- _Problems to work on_:
a – Decide whether each statement agrees with the passage on mineral properties: (i) kyanite has the same hardness in every direction; (ii) minerals that bend and then return to their shape are called elastic; (iii) the Mohs scale was developed in the early 1900s. For each, answer yes or no and quote the deciding words of the passage.
b – Pick up the passage on mineral properties after its last line and continue it.

- _Passage shown_:
════

Parting is when a mineral will preferentially disaggregate in a somewhat consistent manner but in a way that is not controlled by the atomic arrangement of atoms and therefore will not be repeated based on a mineral’s underlying symmetry (Figure 1.5). Fracture is described as the irregular breakage (commonly curved) of a crystal and can sometimes be diagnostic, as in quartz, which exhibits conchoidal fracturing, or kyanite, that exhibits splintery fractures.

Tenacity is the resistance of a mineral to break or bend. Easily breakable minerals are termed brittle (as in kyanite, Figure 1.6) while those that can bend and return to their shape are termed elastic (as in mica‐group minerals). Bendable minerals that do not return to the shape but that do not break apart are termed flexible. Minerals with metallic bonding can be malleable (hammered into thin sheets, as in gold), ductile (can be drawn out into wires), or sectile (can be cut into slices).

Hardness is a measure of a mineral’s resistance to scratching against another mineral and is related to its bonding characteristics. The Mohs hardness scale is a relative ranking of common minerals and their hardness. Gemstones are generally high up on the ranking, as it is important for them to not be easily scratched. In order from soft to hard, the Mohs scale (developed in the early 1800s) is defined by the following index minerals: talc (1), gypsum (2), calcite (3), fluorite (4), apatite (5), orthoclase (6), quartz (7), topaz (8), corundum (9), and diamond (10). Half increments are often used, as in the case of beryl that has a hardness of ~7.5–8. Because hardness is a function of bonding within a mineral, it is also technically a property that may vary depending on the direction of scratching. For example, kyanite shows a hardness of 5 parallel to its length and 7 across the length, while garnet exhibits a hardness of 7.5 in all directions. Hardness can also be measured by other methods and scales, such as Vicker’s Hardness or the use of a sclerometer, an instrument that measures the width of a scratch made by a diamond on the sample under controlled conditions.

Figure 1.5 This crystal of corundum shows rhombohedral parting patterns and underlying irregular fractures.

Photo by D. Turner.

════

- _Supplied information_:
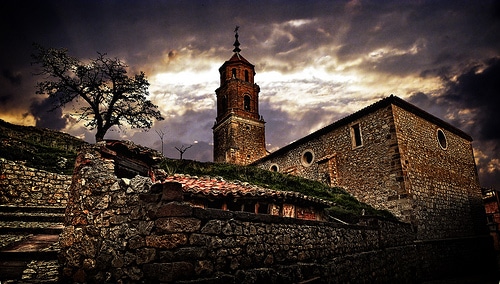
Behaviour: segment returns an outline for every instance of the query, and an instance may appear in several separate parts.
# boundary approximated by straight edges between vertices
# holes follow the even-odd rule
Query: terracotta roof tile
[[[334,205],[331,201],[308,196],[299,192],[272,190],[251,185],[247,182],[226,181],[221,177],[197,177],[175,174],[167,176],[163,182],[178,182],[182,184],[185,193],[202,194],[205,196],[272,197],[302,200],[322,207]]]

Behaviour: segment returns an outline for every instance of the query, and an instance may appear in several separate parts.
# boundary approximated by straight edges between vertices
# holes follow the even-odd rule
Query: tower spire
[[[235,37],[235,41],[233,43],[234,45],[234,49],[233,49],[233,52],[237,53],[238,55],[240,54],[240,42],[238,41],[238,29],[240,27],[239,26],[236,26],[236,28],[234,29],[234,37]]]

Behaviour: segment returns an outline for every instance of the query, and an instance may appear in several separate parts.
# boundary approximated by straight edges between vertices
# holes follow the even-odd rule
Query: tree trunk
[[[104,131],[102,128],[97,128],[97,132],[95,134],[95,142],[101,142],[104,141],[104,135],[106,135],[106,131]]]

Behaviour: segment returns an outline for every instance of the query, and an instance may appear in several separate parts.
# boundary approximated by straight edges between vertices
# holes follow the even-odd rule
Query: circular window
[[[437,131],[438,143],[441,149],[446,150],[448,148],[448,142],[446,141],[446,135],[444,135],[443,130],[438,129]]]
[[[312,150],[305,150],[302,152],[302,157],[300,159],[304,167],[309,167],[314,161],[314,153]]]
[[[271,172],[278,172],[280,170],[280,168],[278,167],[278,165],[276,164],[272,164],[270,167],[269,167],[269,170]]]

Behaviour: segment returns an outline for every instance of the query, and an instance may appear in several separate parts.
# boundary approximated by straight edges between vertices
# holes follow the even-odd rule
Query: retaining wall
[[[0,158],[0,204],[65,206],[71,176],[30,168]]]
[[[75,283],[420,283],[488,273],[487,239],[416,240],[405,223],[341,225],[191,207],[180,184],[78,156],[60,238]],[[156,176],[158,177],[158,176]]]

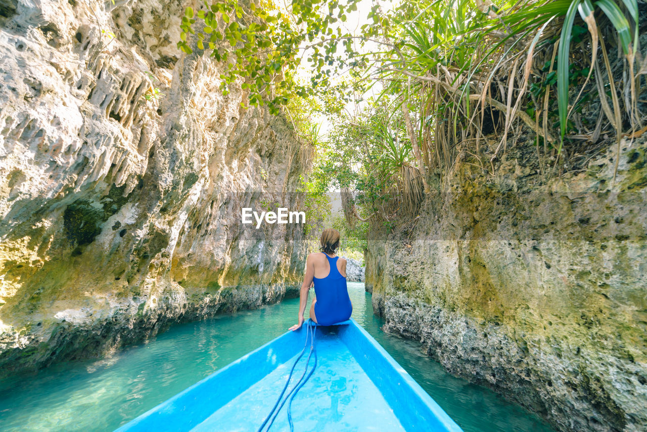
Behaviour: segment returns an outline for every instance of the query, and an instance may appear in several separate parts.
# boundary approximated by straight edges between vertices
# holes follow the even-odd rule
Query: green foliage
[[[364,251],[368,248],[368,223],[359,222],[351,227],[343,216],[338,216],[333,219],[332,227],[341,235],[339,254],[364,261]]]
[[[186,9],[178,47],[192,52],[189,36],[195,35],[197,49],[210,50],[225,64],[219,78],[225,94],[242,78],[243,88],[249,90],[249,104],[267,104],[276,114],[294,95],[307,98],[320,90],[329,91],[332,76],[358,64],[351,43],[354,36],[338,26],[333,30],[335,23],[345,21],[346,14],[356,9],[358,1],[294,2],[290,10],[281,10],[271,0],[263,0],[258,6],[250,2],[248,8],[237,0],[205,1],[197,14]],[[203,25],[194,25],[198,21]],[[304,57],[313,71],[307,84],[295,78]]]
[[[301,177],[301,187],[298,192],[303,194],[303,208],[305,209],[306,238],[311,240],[318,239],[319,234],[324,229],[324,221],[331,212],[330,199],[326,194],[327,182],[325,177],[317,175],[316,168],[314,175],[307,178]]]

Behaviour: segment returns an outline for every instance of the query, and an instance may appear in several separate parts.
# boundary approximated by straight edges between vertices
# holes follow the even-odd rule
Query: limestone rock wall
[[[615,181],[615,145],[544,177],[515,149],[494,174],[461,157],[419,217],[372,229],[375,310],[560,430],[647,430],[645,139],[622,141]]]
[[[177,49],[197,2],[1,6],[3,373],[296,292],[303,226],[240,209],[298,209],[309,150]]]

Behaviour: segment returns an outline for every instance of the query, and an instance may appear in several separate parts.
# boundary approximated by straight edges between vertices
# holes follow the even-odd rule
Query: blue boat
[[[355,320],[311,323],[117,431],[461,431]]]

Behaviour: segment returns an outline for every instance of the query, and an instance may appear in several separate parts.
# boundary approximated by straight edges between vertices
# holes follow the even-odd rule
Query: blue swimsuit
[[[346,278],[342,276],[337,269],[337,258],[339,257],[331,258],[327,254],[324,255],[328,258],[330,272],[325,277],[313,278],[314,295],[317,298],[314,304],[314,315],[318,324],[329,326],[350,318],[353,305],[348,297]]]

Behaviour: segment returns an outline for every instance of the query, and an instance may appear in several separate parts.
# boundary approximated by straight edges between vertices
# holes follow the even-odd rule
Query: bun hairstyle
[[[327,228],[322,233],[322,238],[320,242],[321,247],[319,250],[329,255],[335,253],[335,251],[339,247],[339,231],[332,228]]]

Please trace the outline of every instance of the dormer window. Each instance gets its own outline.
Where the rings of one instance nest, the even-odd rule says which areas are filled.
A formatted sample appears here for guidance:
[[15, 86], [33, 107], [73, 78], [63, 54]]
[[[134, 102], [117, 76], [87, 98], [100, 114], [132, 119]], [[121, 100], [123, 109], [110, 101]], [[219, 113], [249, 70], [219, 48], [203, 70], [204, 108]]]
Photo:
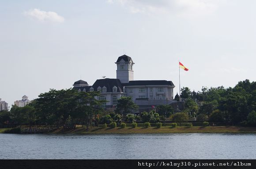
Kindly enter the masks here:
[[117, 92], [117, 88], [115, 86], [113, 87], [113, 92]]

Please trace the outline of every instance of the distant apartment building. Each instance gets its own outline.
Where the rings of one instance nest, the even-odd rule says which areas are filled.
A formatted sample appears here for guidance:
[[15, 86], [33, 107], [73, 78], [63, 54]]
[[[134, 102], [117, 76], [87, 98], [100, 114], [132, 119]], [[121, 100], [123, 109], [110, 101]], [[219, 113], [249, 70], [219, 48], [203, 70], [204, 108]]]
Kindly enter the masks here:
[[4, 101], [2, 101], [0, 98], [0, 111], [2, 110], [8, 110], [8, 103]]
[[28, 100], [28, 97], [26, 95], [24, 95], [22, 97], [22, 100], [20, 101], [16, 101], [14, 102], [14, 104], [18, 107], [24, 107], [26, 105], [29, 104], [31, 101]]

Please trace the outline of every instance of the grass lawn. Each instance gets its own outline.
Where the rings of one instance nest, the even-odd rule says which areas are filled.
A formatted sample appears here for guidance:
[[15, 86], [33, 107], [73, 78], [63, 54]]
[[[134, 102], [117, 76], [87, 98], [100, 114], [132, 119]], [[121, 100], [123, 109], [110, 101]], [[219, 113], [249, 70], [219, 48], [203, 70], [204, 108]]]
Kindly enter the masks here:
[[90, 128], [87, 130], [85, 127], [75, 129], [60, 129], [51, 133], [256, 133], [256, 127], [245, 127], [241, 126], [208, 126], [208, 127], [126, 127], [121, 128], [102, 128], [99, 127]]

════

- _Responses per task_:
a –
(i) No: "kyanite shows a hardness of 5 parallel to its length and 7 across the length"
(ii) Yes: "those that can bend and return to their shape are termed elastic"
(iii) No: "the Mohs scale (developed in the early 1800s)"

b –
Specific Gravity (SG) is a measure of how heavy a material is for a given volume, defined by the weight of the material compared to the weight of water for an equal volume. Specific Gravity is unit‐less, which differs from density that is measured in g/cm³ or kg/m³. The SG of water is 1, while that of diamond is 3.52. Most rock‐forming minerals (like quartz, SG = 2.65) have SG values between 2 and 3.5 while metal sulfides (like pyrite, SG = 5.0) and native metals (like gold, SG = 19.3) have higher SG values. This is sometimes referred to as heft.

Figure 1.6 This cluster of bladed kyanite crystals shows brittle tenacity and splintery parting, yellowish‐grey to blue coloration, and would exhibit lower hardness along the length of the crystals than across.

Photo by D. Turner.

Fluorescence is a consistent property of some minerals while in others it only occurs when certain impurities are present. Fluorescence is a phenomenon where light with greater energy (and shorter wavelength) excites electrons within a material and upon deexcitation (or relaxation) of the electron to ground state, a photon of lesser energy (and longer wavelength) is emitted. It is a type of luminescence. This is normally tested using ultraviolet light and observed in the visible range with the human eye; however, the process can be observed across a range of activating and fluorescent wavelengths. Fluorite is a common fluorescent mineral and some diamonds can be strongly fluorescent, yet neither of these minerals will always display fluorescence. Other types of luminescence include phosphorescence, thermoluminescence, triboluminescence, and cathodoluminescence.